## Activities
(A) Please explain, in one to three sentences, how the blog post accounts for the thing in the dark that searches for people who have slipped beyond their bodies.
(B) In the blog post, what state were the trees in when the writer first visited?
(C) Output the blog post's text from "When I first" up to and including "the fecund smell.".

## Excerpt
Friday, June 12, 2009

Purpling the pavement

short blue hair

When I first visited here, the jacoranda trees were in full bloom, and now a little over a year later the blossoms are fading, the trees turning over to green as the fleshy flowers purple the pavement. When I don't wear my glasses, it looks like a low lying violet fog beyond the fence, thick with the fecund smell.

tents

The visions people have when their mind is turned off, the blood flow stopped and their body liminal between life and lack of it, are repeated by the ones who saw what they wanted to see. A divine and loving power urging them to return to the earth, their goodness and rightness reiterated.

In the early mornings, I hear someone knocking on the door and pressing the bell repeatedly. I stumble out of bed, wrap myself in an old quilt, negotiate the complexity of drawings and fabric to be cut laid across the parlor floor and dazedly answer the door.

There are other stories which haven't born the repetition of inspirational talk shows and New Age-y large print books. Some poeple have been slipped jelly like to a different place, lost beyond thier bodies in a place with no light. Something else is there with them, something that isn't lost and is looking for them. Being a cynic, I don't view the phenomenon as much besides an inexplicable. The thing in the dark, searching out the quivering ego, could be nothing more than the instinctual remnants of an animal whose ancestors for millenia were susceptible to nocturnal hunters. In the unplumbable depths of the brain sits the patient idea of the hungry night dweller, still waiting for a slip up, for the unwary to forget.

window

At the door the cold seamisted air wakes me up. No one is there. Each time I have the half dream the urgency increases. The knocking gets louder.

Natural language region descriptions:
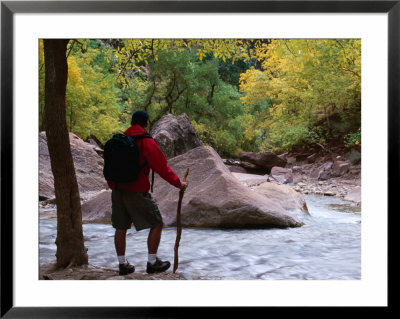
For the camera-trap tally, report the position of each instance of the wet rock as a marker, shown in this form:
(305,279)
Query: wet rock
(175,135)
(214,198)
(311,158)
(340,168)
(354,195)
(289,198)
(88,167)
(281,175)
(264,160)
(322,172)
(94,272)
(354,157)
(98,209)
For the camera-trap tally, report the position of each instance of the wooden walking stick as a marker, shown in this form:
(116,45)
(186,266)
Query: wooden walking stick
(178,224)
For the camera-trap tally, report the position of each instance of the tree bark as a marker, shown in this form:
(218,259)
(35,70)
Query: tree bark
(70,243)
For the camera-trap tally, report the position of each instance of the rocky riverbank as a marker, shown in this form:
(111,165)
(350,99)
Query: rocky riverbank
(93,272)
(336,175)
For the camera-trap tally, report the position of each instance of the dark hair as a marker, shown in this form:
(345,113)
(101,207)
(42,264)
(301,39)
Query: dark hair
(140,117)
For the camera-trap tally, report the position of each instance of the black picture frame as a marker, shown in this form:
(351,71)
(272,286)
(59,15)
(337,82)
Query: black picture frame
(9,8)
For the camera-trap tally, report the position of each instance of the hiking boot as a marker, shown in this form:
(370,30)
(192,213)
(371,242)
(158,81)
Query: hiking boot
(126,269)
(158,266)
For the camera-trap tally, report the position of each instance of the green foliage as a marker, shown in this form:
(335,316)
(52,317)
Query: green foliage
(353,139)
(310,92)
(248,95)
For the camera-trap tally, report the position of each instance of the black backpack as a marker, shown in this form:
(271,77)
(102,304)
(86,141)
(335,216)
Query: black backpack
(121,158)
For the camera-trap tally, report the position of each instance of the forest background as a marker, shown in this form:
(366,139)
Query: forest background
(240,94)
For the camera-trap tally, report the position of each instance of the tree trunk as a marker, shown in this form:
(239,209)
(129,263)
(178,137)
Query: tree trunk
(70,244)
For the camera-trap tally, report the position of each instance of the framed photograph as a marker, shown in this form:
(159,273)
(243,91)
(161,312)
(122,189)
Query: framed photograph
(373,25)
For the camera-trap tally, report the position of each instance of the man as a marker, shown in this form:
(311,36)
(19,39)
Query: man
(132,202)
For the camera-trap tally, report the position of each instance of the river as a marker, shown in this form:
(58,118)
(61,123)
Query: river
(327,247)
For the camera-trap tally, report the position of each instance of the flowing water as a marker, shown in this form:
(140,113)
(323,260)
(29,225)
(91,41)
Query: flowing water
(328,246)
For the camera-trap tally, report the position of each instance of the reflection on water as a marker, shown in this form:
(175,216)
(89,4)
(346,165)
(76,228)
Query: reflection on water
(328,246)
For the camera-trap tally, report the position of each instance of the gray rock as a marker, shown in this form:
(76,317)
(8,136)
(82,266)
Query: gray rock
(354,195)
(265,159)
(354,157)
(281,175)
(289,198)
(98,209)
(214,197)
(175,135)
(88,167)
(340,168)
(322,172)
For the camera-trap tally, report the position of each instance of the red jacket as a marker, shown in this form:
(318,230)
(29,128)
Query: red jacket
(156,160)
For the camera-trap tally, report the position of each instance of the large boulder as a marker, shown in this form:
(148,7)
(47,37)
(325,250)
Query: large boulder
(285,195)
(175,135)
(263,160)
(214,198)
(88,167)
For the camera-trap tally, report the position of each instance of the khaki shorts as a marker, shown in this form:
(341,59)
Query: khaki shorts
(134,207)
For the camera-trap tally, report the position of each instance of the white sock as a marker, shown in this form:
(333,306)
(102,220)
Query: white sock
(151,258)
(121,259)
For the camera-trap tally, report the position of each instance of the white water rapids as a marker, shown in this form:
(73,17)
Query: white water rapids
(328,246)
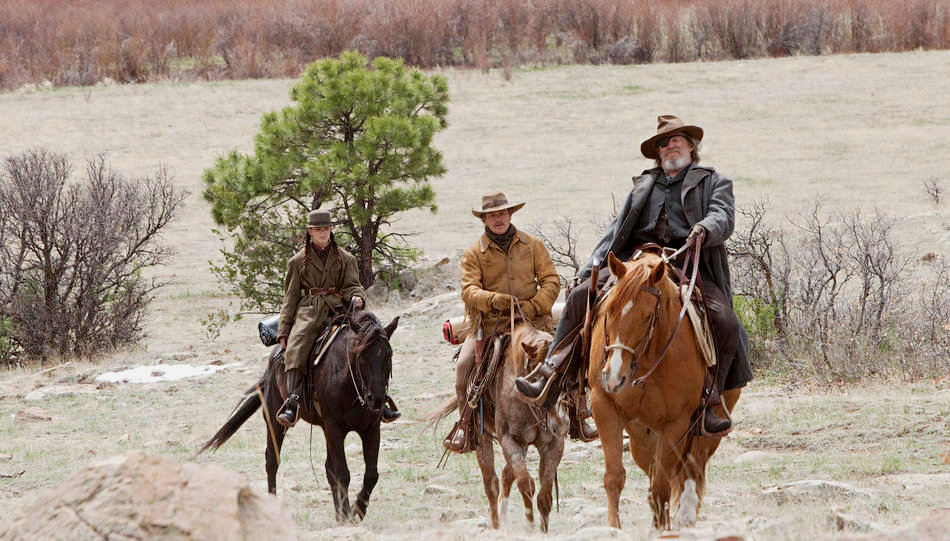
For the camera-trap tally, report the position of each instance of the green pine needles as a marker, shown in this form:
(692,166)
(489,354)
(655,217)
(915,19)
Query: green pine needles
(358,142)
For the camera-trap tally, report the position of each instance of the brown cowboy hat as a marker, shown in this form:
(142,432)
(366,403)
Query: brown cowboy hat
(668,125)
(496,201)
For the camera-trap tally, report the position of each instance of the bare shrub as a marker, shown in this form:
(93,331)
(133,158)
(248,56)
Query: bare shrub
(838,297)
(73,254)
(934,188)
(69,43)
(562,245)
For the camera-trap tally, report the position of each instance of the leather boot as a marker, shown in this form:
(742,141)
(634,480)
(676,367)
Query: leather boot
(713,425)
(390,411)
(456,440)
(288,412)
(538,382)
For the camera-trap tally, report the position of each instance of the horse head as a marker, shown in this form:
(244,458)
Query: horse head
(371,357)
(534,343)
(629,316)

## Solutions below
(A) The post suggests that the thing in the dark may be nothing more than an instinctual remnant from an animal whose ancestors were vulnerable to nocturnal hunters for thousands of years. The idea of the hungry night dweller still sits deep in the brain, waiting for a slip-up.

(B) They were in full bloom.

(C)
When I first visited here, the jacoranda trees were in full bloom, and now a little over a year later the blossoms are fading, the trees turning over to green as the fleshy flowers purple the pavement. When I don't wear my glasses, it looks like a low lying violet fog beyond the fence, thick with the fecund smell.